#### [WORK REQUIRED]
Reproduce the material exactly, omitting nothing.

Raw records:
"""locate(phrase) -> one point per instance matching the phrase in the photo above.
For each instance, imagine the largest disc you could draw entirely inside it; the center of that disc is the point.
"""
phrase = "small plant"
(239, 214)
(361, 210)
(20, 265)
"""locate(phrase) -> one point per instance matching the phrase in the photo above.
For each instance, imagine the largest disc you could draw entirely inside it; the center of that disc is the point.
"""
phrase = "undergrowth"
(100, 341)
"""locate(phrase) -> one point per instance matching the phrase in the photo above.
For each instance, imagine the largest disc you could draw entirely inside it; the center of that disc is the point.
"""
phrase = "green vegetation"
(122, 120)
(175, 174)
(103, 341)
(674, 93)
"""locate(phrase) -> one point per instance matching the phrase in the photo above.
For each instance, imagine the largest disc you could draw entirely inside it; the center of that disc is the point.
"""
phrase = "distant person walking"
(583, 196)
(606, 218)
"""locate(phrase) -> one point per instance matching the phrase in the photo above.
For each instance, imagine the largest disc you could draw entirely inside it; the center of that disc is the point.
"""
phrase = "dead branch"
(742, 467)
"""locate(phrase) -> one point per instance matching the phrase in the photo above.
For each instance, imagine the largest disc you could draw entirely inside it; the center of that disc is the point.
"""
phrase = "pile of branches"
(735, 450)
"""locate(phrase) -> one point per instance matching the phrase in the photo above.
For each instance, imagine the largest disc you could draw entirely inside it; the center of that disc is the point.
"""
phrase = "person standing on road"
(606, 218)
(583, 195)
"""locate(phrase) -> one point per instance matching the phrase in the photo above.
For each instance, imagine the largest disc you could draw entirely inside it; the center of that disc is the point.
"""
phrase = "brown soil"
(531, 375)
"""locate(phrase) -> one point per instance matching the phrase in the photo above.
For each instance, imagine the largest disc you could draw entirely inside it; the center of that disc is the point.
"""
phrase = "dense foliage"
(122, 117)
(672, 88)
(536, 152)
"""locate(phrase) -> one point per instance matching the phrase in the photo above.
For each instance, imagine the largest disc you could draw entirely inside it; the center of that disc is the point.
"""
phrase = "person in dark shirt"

#### [OUTPUT BELOW]
"""locate(phrase) -> one point per instance matching the phrase in the photo above.
For each instance, imagine the largest disc you could draw entirely inside it; the center of that disc is the point.
"""
phrase = "small plant"
(239, 214)
(361, 210)
(20, 265)
"""locate(phrase) -> one point per instance matching the phrase in the photo above.
For each instance, imagine the largest disc you could draw entirely inside it; the center of that disc is the point.
"""
phrase = "undergrowth"
(100, 341)
"""locate(phrase) -> one point per instance matching the phrase in the photo above.
For each instance, imagine the largest disc you could draw entirely inside it; the center of that disc is the point.
"""
phrase = "green vegetation"
(122, 120)
(175, 174)
(103, 341)
(674, 93)
"""locate(phrase) -> one point per instance matching the phrase in the photo above.
For each instance, imagine the largest disc you could draw entirely inside it; the center of that disc is the point.
"""
phrase = "distant person walking"
(583, 196)
(606, 218)
"""locate(phrase) -> one point per instance matching the phrase in the photo above.
For each instance, imagine the largest disc you could draw entirely inside it; the center of that disc is the point.
"""
phrase = "dead branch"
(742, 467)
"""locate(phrase) -> one point per instance matching the phrase in the photo above.
For each instance, imagine the largest disc you could draw entirely inside it; the center of that disc is the point.
"""
phrase = "pile of branches"
(735, 450)
"""locate(phrase) -> one point per instance matching the phrase in the photo above.
For each instance, imagine the largest disc you could draw entirely inside it; the center of that disc is the point.
"""
phrase = "person standing on road"
(606, 218)
(583, 195)
"""locate(phrase) -> one point per instance matching the phrase in the photo above.
For each instance, imagine the largest disc you could draw entirely inside it; the center of that disc is the point.
"""
phrase = "brown soil"
(531, 375)
"""locate(phrase) -> one point per instance matching the phrase in the photo above.
For each instance, imagine the largest disc you could draw entirely inside it; the center of that disc is the point.
"""
phrase = "dense foliage"
(122, 117)
(672, 88)
(536, 152)
"""locate(phrase) -> one point per instance matching the phrase in the photo above.
For each instance, imagine the largest disc you could draw entirely inside it; the center of that disc is the point.
"""
phrase = "person in dark shirt"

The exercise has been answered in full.